Reading passage -
____________

On 28 September 2010, a Central Committee plenum (the first after 17 years) was held as well, renewing central authorities and appointing Kim Jong Un a vice-chairman of the Central Military Commission.

On 6 June 2011, North Korean press publicized a Politburo enlarged meeting, the first of this kind since the 1980s. The meeting was almost entirely focused on Kim Jong Il's recent visit to the People's Republic of China, adding further speculation on China's endorsement of Kim Jong Il's succession as well as signalling the DPRK's increasing interest for Chinese economic reforms.

===The rise of Kim Jong-un===
After Kim Jong Il died on 17 December 2011, North Korean elites moved to consolidate Kim Jong Un's position. He was declared to be in charge of the country as soon as the official report on Kim Jong Il's death was published on 19 December. On 26 December 2011, the official newspaper Rodong Sinmun hailed him as supreme leader of the party and the state. On 30 December, a meeting of the Politburo officially appointed him Supreme Commander of the Korean People's Army, after he was allegedly nominated for the position by Kim Jong Il himself in October 2011 (the anniversary of Kim Jong Il's assumption of general-secretaryship).

____________

Record set -
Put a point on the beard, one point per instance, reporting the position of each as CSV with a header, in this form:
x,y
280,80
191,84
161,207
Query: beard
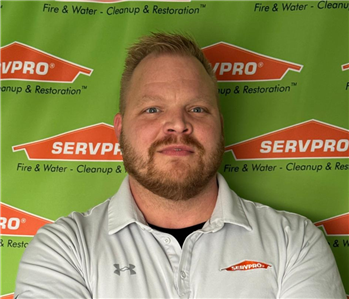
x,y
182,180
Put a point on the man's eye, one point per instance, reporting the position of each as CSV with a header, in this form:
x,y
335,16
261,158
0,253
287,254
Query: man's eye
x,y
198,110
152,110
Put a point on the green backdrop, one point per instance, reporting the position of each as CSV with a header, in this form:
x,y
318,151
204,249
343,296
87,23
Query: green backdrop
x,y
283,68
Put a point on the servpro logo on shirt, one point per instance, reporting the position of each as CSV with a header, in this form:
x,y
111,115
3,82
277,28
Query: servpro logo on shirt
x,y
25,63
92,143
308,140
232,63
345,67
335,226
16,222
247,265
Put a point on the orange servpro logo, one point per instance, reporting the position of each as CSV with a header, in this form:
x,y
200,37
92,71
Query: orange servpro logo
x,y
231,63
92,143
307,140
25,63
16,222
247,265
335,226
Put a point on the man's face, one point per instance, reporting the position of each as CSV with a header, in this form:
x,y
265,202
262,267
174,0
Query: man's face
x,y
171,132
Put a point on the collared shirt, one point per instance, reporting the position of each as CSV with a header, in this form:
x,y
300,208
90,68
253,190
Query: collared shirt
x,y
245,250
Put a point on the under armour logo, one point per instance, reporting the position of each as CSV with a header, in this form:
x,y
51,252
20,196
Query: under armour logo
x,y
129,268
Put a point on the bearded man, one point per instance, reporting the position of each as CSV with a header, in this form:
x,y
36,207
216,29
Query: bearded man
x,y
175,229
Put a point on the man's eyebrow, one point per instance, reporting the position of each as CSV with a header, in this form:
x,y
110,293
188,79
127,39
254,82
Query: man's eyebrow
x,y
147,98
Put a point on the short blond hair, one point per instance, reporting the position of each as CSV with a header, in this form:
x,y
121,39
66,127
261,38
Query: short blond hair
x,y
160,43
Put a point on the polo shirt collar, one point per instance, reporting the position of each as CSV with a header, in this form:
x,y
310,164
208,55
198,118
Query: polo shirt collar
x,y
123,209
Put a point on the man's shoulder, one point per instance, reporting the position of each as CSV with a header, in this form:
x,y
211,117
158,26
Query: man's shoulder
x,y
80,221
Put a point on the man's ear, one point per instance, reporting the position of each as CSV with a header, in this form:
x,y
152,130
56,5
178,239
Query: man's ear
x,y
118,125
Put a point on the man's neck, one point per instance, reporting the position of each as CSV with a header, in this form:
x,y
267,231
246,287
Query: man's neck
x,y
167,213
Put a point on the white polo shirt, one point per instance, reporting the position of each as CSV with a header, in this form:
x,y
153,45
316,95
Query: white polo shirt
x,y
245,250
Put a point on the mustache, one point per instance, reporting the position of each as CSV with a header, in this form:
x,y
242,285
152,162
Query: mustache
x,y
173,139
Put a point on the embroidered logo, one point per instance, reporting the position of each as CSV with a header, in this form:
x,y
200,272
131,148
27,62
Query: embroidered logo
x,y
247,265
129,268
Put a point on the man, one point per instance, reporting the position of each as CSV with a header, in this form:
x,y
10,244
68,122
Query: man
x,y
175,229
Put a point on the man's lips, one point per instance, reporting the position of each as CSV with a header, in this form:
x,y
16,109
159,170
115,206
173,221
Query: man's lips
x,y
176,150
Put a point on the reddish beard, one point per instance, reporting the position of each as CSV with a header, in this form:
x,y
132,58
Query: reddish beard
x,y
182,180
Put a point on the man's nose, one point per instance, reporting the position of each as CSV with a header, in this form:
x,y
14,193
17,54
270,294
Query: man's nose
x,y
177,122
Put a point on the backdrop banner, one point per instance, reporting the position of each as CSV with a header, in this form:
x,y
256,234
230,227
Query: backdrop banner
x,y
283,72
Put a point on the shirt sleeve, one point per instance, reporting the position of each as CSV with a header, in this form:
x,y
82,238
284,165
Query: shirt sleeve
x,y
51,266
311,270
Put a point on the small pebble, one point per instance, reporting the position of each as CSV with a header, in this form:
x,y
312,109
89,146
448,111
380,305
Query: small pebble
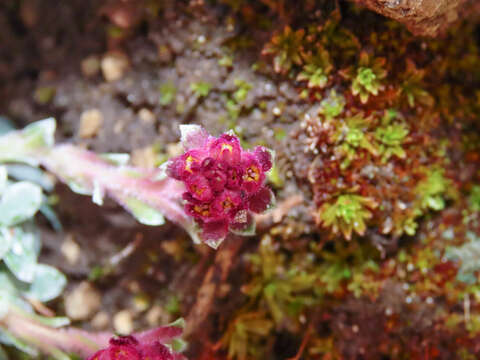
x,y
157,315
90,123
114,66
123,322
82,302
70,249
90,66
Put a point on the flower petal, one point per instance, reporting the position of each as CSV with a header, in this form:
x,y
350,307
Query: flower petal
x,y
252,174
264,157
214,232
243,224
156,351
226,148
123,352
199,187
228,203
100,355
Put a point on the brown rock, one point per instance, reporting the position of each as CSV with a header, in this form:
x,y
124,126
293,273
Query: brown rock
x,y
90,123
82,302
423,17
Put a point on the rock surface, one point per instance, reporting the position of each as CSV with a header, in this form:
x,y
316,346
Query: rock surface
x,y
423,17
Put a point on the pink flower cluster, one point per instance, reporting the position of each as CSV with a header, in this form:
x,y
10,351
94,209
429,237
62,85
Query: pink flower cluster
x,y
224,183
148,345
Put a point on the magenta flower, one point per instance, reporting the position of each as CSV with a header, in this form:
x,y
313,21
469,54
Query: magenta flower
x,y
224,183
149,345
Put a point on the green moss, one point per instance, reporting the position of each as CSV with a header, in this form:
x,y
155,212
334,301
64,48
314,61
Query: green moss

____________

Exercise objective -
According to the text on North Korean leadership succession, why did the Politburo enlarged meeting publicized on 6 June 2011 add to speculation about China's endorsement of Kim Jong Il's succession? Answer in one to three sentences.

Answer to this problem -
The meeting added to that speculation because it was almost entirely focused on Kim Jong Il's recent visit to the People's Republic of China. That focus also signaled the DPRK's increasing interest in Chinese economic reforms.